#### Document text
+++

Commentary on the portfolio allocations focused on the finance role, which was split between Andrew Bayly (in the new role of Shadow Treasurer) and Michael Woodhouse (as finance spokesperson). Collins' former finance spokesperson, Paul Goldsmith, had also held that position under Collins' two predecessors as National Party leader but attracted negative attention during the election campaign after a "four billion dollar hole" was identified in the party's fiscal and economic plan. Goldsmith was demoted to twelfth-rank and assigned the education portfolio. The New Zealand Herald reported that Collins asked former leader Simon Bridges to take the finance portfolio, but that Bridges did not agree to Collins' plan to divide the portfolio across two positions. In a press conference, Collins explained that Bayly would be responsible for revenue, budget preparation and review, monetary policy, KiwiSaver and the New Zealand Superannuation Fund, while Woodhouse would have responsibility for the monitoring of government expenditure, fiscal settings debt and interest rates. The twin roles are similar to the Australian model of Treasurer and Minister for Finance, which was also used in New Zealand at the end of the Fourth National Government in 1996–1999. Attention was drawn to the fact that while the Shadow Cabinet has a Shadow Treasurer, there is no person in the Government with the role of Treasurer for them to shadow, although Collins suggested re-establishing that role if National were to win the next general election.

In addition, Collins assigned herself a new role as spokesperson for technology, manufacturing and artificial intelligence; she had previously committed, during the election campaign, to establishing a Minister for Technology. Chris Bishop picked up a new role as spokesperson for COVID-19 recovery, mirroring the new ministerial role held by Labour's Chris Hipkins. Brownlee, no longer deputy leader, was placed at 15 on the list, ahead of former leader Todd Muller at 19 as spokesperson for internal affairs and trade. National's five newest MPs were put in alphabetical order at the bottom of the list.

=== Subsequent changes ===

On 3 June 2021, Collins gave herself the additional role of spokesperson for space. On 10 June 2021, the list MP Nick Smith resigned from Parliament, and was replaced by the next candidate on National's party list, the former MP Harete Hipango. Hipango was subsequently ranked at 23 in the caucus, as Smith had been, and was allocated the two portfolios that he had vacated, Research and Science and Electoral Reform, as well as the re-created portfolio of Māori Tourism, which she had held for most of the previous Parliament. Collins signaled that a wider reshuffle was due in September 2021.

A portfolio reshuffle was announced on 28 August 2021, while New Zealand was in an Alert Level Four lockdown in response to an outbreak of the Delta variant of COVID-19. Collins stated that there were two main reasons for the reshuffle: Smith's resignation and Todd Muller's announcement that he would not stand at the 2023 New Zealand general election. Muller was ranked last and given no portfolios; his Trade and Export Growth portfolio was given to Nicola Grigg and his Internal Affairs portfolio went to Simon O'Connor. Harete Hipango was assigned the roles of spokesperson for Children/Oranga Tamariki, Whānau Ora, Māori Development and Māori Tourism. The Research and Science portfolio was reassigned to Christopher Luxon while Chris Penk gained responsibility for electoral reform.

+++

#### Image-grounded pointing data
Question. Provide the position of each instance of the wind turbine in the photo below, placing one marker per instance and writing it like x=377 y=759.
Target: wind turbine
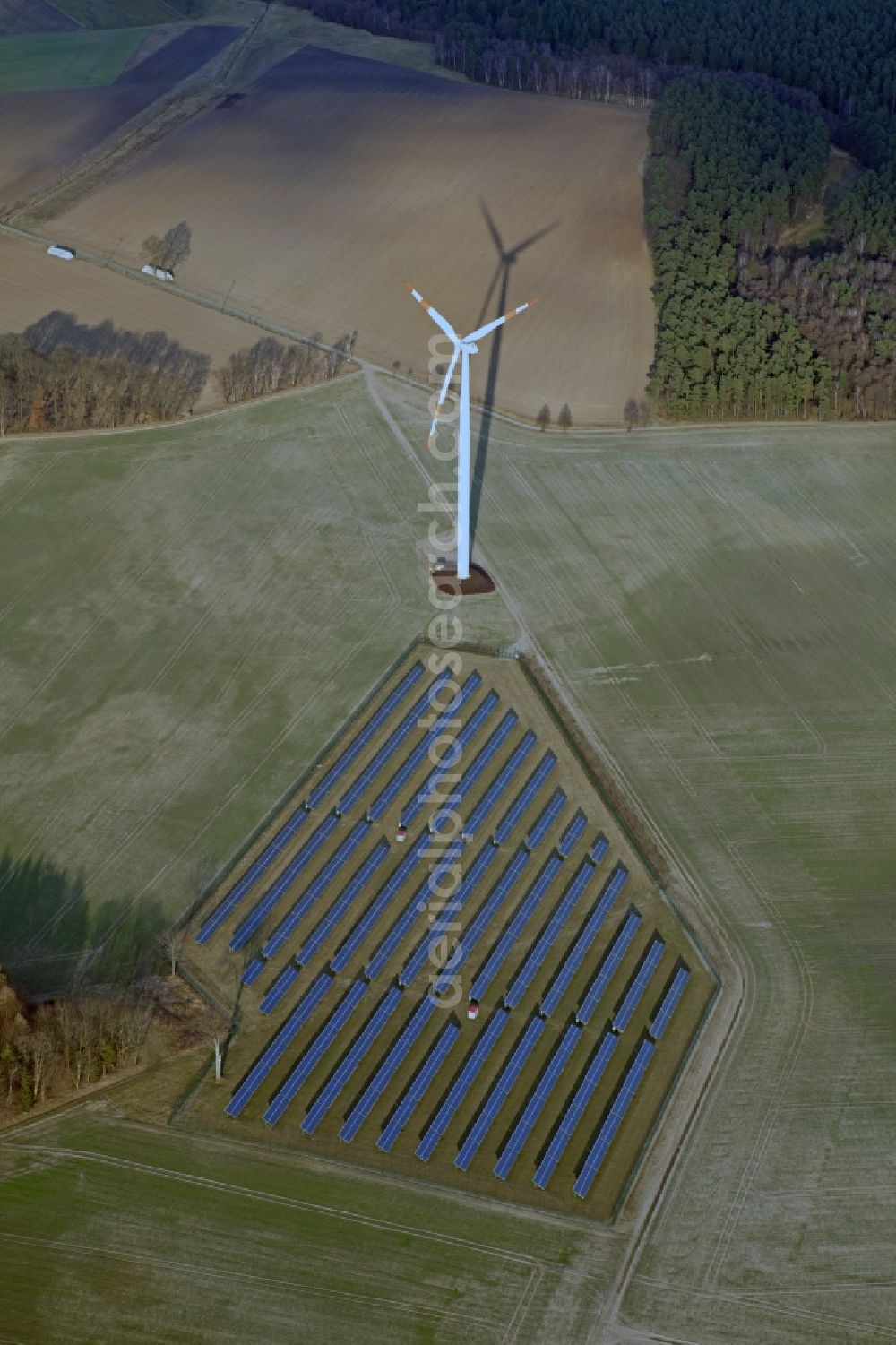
x=464 y=348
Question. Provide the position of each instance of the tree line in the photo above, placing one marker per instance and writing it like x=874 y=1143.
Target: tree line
x=729 y=166
x=271 y=366
x=65 y=1046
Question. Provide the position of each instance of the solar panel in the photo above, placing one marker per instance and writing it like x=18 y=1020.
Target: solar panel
x=584 y=939
x=447 y=920
x=364 y=736
x=418 y=1087
x=530 y=789
x=574 y=1110
x=472 y=772
x=413 y=910
x=377 y=1086
x=644 y=971
x=315 y=889
x=545 y=819
x=515 y=926
x=483 y=918
x=278 y=990
x=314 y=1054
x=572 y=834
x=279 y=1043
x=405 y=771
x=670 y=1002
x=357 y=1051
x=608 y=967
x=254 y=971
x=272 y=896
x=531 y=1111
x=428 y=791
x=369 y=920
x=343 y=901
x=547 y=939
x=461 y=1084
x=402 y=729
x=498 y=1095
x=501 y=781
x=599 y=849
x=614 y=1119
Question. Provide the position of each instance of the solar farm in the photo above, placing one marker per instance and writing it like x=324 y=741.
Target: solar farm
x=452 y=961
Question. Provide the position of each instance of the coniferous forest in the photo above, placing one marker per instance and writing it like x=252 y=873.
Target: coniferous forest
x=747 y=101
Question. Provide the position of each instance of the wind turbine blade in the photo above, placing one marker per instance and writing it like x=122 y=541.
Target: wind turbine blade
x=499 y=322
x=444 y=392
x=436 y=316
x=493 y=228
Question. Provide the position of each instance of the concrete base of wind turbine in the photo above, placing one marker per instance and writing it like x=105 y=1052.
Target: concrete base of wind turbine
x=478 y=582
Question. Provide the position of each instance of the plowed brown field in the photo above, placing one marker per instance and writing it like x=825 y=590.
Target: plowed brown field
x=334 y=179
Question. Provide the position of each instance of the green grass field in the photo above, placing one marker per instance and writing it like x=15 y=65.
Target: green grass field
x=718 y=606
x=66 y=59
x=112 y=13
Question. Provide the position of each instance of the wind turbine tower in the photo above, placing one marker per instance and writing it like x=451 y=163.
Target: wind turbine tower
x=463 y=349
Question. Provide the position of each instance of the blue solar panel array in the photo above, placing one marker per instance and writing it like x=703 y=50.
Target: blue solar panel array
x=501 y=781
x=582 y=943
x=608 y=967
x=498 y=1095
x=514 y=927
x=407 y=725
x=353 y=1057
x=614 y=1119
x=428 y=791
x=461 y=1084
x=418 y=1084
x=599 y=849
x=480 y=921
x=286 y=980
x=531 y=1111
x=574 y=1110
x=300 y=908
x=315 y=1052
x=572 y=834
x=375 y=1090
x=549 y=935
x=644 y=971
x=367 y=921
x=545 y=819
x=418 y=756
x=342 y=904
x=279 y=1043
x=523 y=799
x=415 y=908
x=278 y=843
x=670 y=1002
x=364 y=736
x=272 y=896
x=447 y=920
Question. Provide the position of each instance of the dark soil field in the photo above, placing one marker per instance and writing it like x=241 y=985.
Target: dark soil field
x=180 y=56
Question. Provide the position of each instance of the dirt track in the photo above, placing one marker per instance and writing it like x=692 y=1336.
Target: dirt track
x=335 y=179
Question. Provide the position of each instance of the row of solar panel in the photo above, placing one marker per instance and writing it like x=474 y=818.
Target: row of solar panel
x=307 y=851
x=428 y=1070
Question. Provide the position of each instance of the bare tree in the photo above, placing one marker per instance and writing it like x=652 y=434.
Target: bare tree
x=171 y=942
x=171 y=249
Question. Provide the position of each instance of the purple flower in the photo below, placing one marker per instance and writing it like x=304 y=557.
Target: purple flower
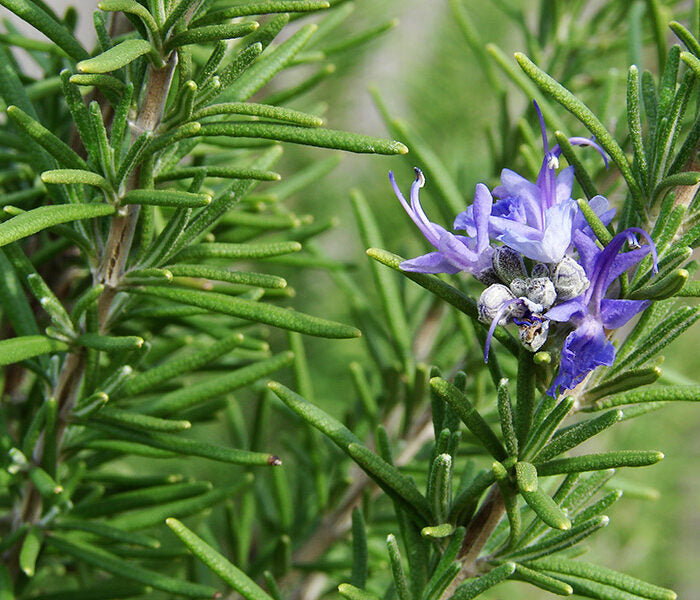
x=454 y=253
x=538 y=219
x=588 y=347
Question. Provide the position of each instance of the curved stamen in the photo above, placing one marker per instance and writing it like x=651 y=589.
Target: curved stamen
x=492 y=328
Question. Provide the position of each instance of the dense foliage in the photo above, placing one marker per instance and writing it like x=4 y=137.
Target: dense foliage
x=145 y=306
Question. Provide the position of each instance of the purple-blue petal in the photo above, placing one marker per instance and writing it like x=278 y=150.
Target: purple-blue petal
x=433 y=262
x=564 y=311
x=584 y=349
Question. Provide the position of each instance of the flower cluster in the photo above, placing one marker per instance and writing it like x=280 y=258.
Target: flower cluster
x=532 y=246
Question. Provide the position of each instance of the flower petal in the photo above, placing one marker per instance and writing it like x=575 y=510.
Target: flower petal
x=433 y=262
x=565 y=183
x=584 y=349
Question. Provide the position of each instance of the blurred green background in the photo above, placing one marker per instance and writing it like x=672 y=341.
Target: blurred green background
x=428 y=77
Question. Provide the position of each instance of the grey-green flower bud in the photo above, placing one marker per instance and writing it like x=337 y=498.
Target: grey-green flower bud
x=508 y=264
x=491 y=301
x=569 y=279
x=541 y=290
x=519 y=286
x=539 y=270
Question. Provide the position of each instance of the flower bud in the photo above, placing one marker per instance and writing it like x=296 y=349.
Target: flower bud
x=508 y=264
x=569 y=279
x=541 y=290
x=492 y=301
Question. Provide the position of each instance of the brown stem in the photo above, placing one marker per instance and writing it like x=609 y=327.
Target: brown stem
x=478 y=533
x=109 y=272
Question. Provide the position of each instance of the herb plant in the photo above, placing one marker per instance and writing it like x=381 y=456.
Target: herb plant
x=141 y=298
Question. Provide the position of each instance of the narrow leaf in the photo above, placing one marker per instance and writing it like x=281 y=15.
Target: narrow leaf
x=20 y=348
x=253 y=311
x=116 y=57
x=236 y=578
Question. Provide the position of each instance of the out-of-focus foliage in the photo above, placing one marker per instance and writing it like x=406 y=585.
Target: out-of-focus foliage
x=116 y=368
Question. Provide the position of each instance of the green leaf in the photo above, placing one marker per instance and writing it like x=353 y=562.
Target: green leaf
x=667 y=393
x=173 y=198
x=322 y=138
x=47 y=140
x=28 y=11
x=397 y=571
x=548 y=426
x=440 y=489
x=601 y=232
x=38 y=219
x=542 y=581
x=138 y=498
x=620 y=383
x=180 y=365
x=155 y=515
x=252 y=311
x=224 y=250
x=20 y=348
x=187 y=446
x=384 y=281
x=576 y=107
x=105 y=561
x=213 y=171
x=236 y=578
x=131 y=7
x=108 y=84
x=360 y=558
x=256 y=76
x=578 y=434
x=266 y=111
x=133 y=420
x=75 y=176
x=110 y=343
x=351 y=592
x=603 y=575
x=468 y=414
x=190 y=395
x=545 y=508
x=116 y=57
x=106 y=531
x=390 y=479
x=210 y=33
x=400 y=487
x=561 y=541
x=580 y=172
x=177 y=13
x=222 y=274
x=474 y=587
x=29 y=551
x=686 y=37
x=597 y=462
x=438 y=177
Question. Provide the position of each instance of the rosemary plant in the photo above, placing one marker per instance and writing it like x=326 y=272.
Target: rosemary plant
x=143 y=304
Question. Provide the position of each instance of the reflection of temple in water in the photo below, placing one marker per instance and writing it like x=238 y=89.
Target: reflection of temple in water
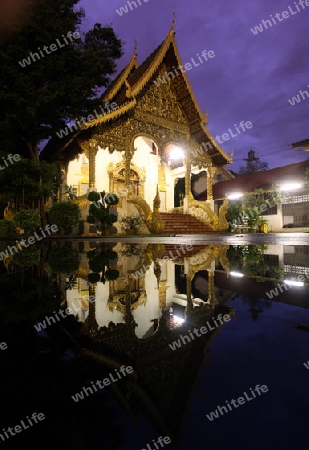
x=157 y=298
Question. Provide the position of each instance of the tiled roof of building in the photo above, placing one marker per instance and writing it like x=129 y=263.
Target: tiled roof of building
x=261 y=180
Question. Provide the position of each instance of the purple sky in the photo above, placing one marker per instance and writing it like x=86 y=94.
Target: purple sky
x=251 y=76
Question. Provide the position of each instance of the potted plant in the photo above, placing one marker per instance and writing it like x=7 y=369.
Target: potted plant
x=131 y=224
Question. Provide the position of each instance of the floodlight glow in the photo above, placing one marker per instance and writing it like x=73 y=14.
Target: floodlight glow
x=293 y=283
x=178 y=320
x=236 y=274
x=235 y=196
x=290 y=186
x=176 y=153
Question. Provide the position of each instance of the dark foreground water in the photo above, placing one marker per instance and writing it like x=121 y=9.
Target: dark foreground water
x=150 y=346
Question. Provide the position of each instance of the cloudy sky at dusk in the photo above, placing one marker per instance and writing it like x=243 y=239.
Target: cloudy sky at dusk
x=251 y=77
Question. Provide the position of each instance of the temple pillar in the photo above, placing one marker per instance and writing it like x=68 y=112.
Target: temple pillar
x=211 y=289
x=188 y=194
x=209 y=177
x=189 y=307
x=92 y=323
x=128 y=158
x=92 y=156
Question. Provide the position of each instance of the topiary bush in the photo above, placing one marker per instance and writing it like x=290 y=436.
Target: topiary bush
x=65 y=215
x=28 y=220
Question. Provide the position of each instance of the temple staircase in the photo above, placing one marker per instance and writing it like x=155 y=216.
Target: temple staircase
x=183 y=224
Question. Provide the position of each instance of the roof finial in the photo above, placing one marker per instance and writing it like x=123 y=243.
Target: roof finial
x=174 y=19
x=135 y=46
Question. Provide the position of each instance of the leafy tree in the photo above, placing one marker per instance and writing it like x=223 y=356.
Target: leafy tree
x=28 y=183
x=63 y=259
x=99 y=262
x=64 y=215
x=40 y=93
x=70 y=192
x=253 y=165
x=99 y=210
x=28 y=220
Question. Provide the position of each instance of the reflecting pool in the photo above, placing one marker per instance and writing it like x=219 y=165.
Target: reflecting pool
x=145 y=346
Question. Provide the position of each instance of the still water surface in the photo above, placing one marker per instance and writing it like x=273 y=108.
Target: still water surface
x=121 y=346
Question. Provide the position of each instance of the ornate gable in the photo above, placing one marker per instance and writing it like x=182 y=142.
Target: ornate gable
x=161 y=101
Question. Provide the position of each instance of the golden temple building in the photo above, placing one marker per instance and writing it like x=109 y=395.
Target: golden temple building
x=149 y=134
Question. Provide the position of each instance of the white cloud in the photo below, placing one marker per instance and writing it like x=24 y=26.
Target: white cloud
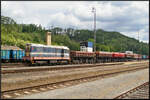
x=123 y=16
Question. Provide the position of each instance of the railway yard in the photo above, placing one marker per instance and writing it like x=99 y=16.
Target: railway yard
x=103 y=80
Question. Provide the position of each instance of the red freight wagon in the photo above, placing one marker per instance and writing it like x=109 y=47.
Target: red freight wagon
x=118 y=55
x=103 y=54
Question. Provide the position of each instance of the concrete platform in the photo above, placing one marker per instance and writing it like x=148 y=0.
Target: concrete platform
x=99 y=89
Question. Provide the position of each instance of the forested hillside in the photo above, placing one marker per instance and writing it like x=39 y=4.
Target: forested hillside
x=20 y=34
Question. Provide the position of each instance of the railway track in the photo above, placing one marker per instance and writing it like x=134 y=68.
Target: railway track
x=53 y=68
x=46 y=87
x=140 y=92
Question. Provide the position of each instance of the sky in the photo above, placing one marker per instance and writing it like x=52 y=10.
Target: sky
x=126 y=17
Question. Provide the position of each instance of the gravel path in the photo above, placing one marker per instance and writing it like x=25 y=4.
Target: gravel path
x=100 y=89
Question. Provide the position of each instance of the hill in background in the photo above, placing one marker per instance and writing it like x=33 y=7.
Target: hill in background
x=20 y=34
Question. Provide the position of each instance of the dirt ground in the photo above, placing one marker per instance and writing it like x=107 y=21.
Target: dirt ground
x=19 y=80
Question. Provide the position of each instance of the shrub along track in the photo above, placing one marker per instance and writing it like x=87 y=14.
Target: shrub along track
x=70 y=80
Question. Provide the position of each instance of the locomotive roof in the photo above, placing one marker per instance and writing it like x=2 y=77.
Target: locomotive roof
x=52 y=46
x=6 y=47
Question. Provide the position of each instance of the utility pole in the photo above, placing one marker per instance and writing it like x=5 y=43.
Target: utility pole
x=94 y=11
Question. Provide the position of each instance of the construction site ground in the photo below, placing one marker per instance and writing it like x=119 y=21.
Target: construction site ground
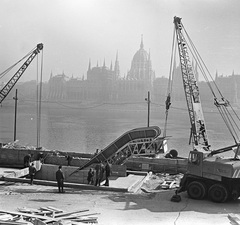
x=149 y=205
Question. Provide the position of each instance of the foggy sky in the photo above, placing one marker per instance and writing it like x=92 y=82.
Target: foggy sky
x=76 y=31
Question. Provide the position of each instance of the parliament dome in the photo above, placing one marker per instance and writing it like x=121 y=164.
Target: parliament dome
x=141 y=55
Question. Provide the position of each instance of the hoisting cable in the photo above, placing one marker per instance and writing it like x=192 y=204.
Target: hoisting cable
x=170 y=83
x=199 y=60
x=226 y=115
x=10 y=68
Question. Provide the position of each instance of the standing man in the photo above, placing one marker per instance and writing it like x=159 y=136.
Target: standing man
x=32 y=171
x=27 y=160
x=97 y=169
x=60 y=179
x=108 y=172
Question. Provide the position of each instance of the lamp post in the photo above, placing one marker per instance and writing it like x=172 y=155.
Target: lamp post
x=15 y=117
x=148 y=101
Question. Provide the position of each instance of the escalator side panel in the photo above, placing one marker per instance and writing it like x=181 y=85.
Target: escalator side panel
x=106 y=153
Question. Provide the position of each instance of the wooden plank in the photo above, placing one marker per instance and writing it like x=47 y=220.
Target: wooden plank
x=54 y=209
x=69 y=213
x=28 y=215
x=2 y=222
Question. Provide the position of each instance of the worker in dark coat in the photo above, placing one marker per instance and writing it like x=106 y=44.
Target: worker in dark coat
x=60 y=179
x=27 y=160
x=107 y=173
x=32 y=172
x=99 y=168
x=90 y=176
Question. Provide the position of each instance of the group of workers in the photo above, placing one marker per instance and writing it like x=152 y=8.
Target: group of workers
x=95 y=176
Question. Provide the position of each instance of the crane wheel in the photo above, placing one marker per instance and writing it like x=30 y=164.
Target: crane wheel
x=218 y=193
x=196 y=190
x=174 y=153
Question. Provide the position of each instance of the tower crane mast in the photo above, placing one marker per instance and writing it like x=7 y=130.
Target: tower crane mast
x=10 y=84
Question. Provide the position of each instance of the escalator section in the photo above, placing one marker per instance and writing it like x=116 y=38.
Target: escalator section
x=120 y=149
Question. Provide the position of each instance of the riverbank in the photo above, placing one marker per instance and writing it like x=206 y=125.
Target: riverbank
x=119 y=208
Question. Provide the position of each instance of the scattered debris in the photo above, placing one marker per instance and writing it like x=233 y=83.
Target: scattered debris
x=160 y=182
x=47 y=216
x=234 y=218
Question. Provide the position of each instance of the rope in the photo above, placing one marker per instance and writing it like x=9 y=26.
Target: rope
x=11 y=67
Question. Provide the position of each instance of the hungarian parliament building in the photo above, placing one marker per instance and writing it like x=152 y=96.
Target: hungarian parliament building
x=104 y=84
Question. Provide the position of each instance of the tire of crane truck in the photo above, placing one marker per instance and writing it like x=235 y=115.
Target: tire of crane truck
x=218 y=193
x=196 y=190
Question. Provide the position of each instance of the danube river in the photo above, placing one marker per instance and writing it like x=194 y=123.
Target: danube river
x=86 y=127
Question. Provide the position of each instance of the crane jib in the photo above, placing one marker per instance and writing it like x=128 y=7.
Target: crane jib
x=192 y=95
x=10 y=84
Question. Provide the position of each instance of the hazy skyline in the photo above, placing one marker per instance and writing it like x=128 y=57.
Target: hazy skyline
x=76 y=31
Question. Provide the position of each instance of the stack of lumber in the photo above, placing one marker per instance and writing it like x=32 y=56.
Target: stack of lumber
x=47 y=216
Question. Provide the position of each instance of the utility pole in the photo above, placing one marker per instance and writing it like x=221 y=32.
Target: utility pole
x=15 y=116
x=148 y=101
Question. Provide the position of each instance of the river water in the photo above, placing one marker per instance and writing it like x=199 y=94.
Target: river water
x=84 y=128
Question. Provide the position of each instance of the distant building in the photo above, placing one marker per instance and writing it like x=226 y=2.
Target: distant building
x=105 y=84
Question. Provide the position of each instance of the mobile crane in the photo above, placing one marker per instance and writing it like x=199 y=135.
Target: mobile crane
x=207 y=174
x=10 y=84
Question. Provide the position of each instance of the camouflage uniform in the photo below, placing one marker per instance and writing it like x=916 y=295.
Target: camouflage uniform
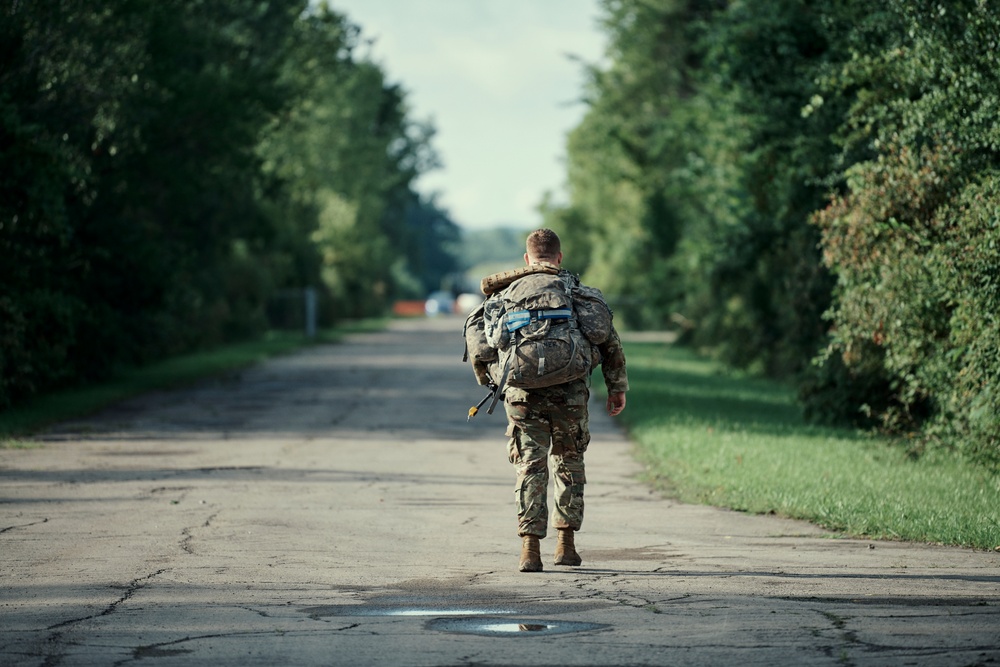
x=551 y=424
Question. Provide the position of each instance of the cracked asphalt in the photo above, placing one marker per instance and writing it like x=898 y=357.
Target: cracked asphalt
x=334 y=507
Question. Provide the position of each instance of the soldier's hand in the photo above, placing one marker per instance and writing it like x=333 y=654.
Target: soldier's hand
x=616 y=403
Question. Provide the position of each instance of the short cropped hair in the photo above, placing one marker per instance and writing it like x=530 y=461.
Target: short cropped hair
x=543 y=245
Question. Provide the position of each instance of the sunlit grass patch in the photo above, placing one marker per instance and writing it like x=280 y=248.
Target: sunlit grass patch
x=166 y=374
x=715 y=438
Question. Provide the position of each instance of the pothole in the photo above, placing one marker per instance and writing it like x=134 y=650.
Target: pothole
x=497 y=627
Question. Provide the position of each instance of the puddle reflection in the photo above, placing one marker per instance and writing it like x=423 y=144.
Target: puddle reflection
x=492 y=627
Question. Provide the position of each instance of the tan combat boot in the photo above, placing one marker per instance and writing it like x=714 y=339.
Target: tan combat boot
x=565 y=549
x=531 y=557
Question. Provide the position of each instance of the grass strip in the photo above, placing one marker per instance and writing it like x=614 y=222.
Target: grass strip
x=18 y=422
x=709 y=437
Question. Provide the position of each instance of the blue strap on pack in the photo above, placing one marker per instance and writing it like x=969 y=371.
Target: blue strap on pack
x=521 y=318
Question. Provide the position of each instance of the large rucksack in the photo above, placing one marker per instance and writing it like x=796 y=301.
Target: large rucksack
x=540 y=329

+++

#### Check your understanding
**1)** From the passage on Collins' shadow portfolio allocations, copy word for word the section starting at "On 3 June 2021, Collins" and ending at "in September 2021.".
**2)** In the passage on Collins' shadow portfolio allocations, who received Todd Muller's Internal Affairs portfolio in the reshuffle announced on 28 August 2021?

#### Answers provided
**1)**
On 3 June 2021, Collins gave herself the additional role of spokesperson for space. On 10 June 2021, the list MP Nick Smith resigned from Parliament, and was replaced by the next candidate on National's party list, the former MP Harete Hipango. Hipango was subsequently ranked at 23 in the caucus, as Smith had been, and was allocated the two portfolios that he had vacated, Research and Science and Electoral Reform, as well as the re-created portfolio of Māori Tourism, which she had held for most of the previous Parliament. Collins signaled that a wider reshuffle was due in September 2021.

**2)** Simon O'Connor